▸ **Goal of the exercise**
Please rewrite the entries below as a two-column CSV with the headers "request" and "answer", one row per request. Put each request's text and its answer in a single quoted field, replacing line breaks with spaces.

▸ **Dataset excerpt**
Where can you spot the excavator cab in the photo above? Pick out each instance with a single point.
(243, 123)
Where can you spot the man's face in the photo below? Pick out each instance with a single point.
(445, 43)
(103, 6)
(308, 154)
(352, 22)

▸ **Result of this task**
request,answer
"Where can you spot the excavator cab in the photo above? Pick out each instance with a single point.","(243, 123)"
"Where can you spot the man's face in the photo below? Pick out each instance with a single point.","(445, 43) (103, 6) (308, 154) (352, 22)"